# PROBLEM STATEMENT
Echo the records below line for line, copying every character as it appears. Leave the pictures out of your copy.

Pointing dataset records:
[START]
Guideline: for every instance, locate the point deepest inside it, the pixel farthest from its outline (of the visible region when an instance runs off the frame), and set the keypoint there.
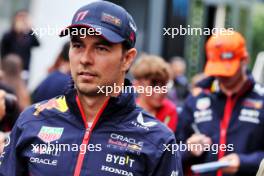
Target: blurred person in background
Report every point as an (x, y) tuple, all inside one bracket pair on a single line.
[(56, 82), (20, 40), (151, 70), (103, 127), (180, 89), (12, 68), (230, 116)]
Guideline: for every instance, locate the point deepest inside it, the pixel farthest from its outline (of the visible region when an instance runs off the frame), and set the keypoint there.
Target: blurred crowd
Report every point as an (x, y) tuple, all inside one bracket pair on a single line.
[END]
# FULL ANSWER
Guideline: for every instance, locate the point deepest inside it, the pixel farthest from its outline (of the visible region when an instance runs off the frame), and set the keypoint there.
Target: blurred person in background
Report every point as an (x, y) tuple, all inside one bracket pair on a single line.
[(56, 82), (20, 40), (151, 70), (103, 127), (180, 89), (12, 68), (230, 116)]
Guideline: for every instance, locate the point deepest inside it, the pixel farthest from its outline (of the visible region when an instance runs off the frame), and set the keypoint there.
Target: blurred crowd
Report every point as an (x, y) tuple, all inside one bracket pair on a single line.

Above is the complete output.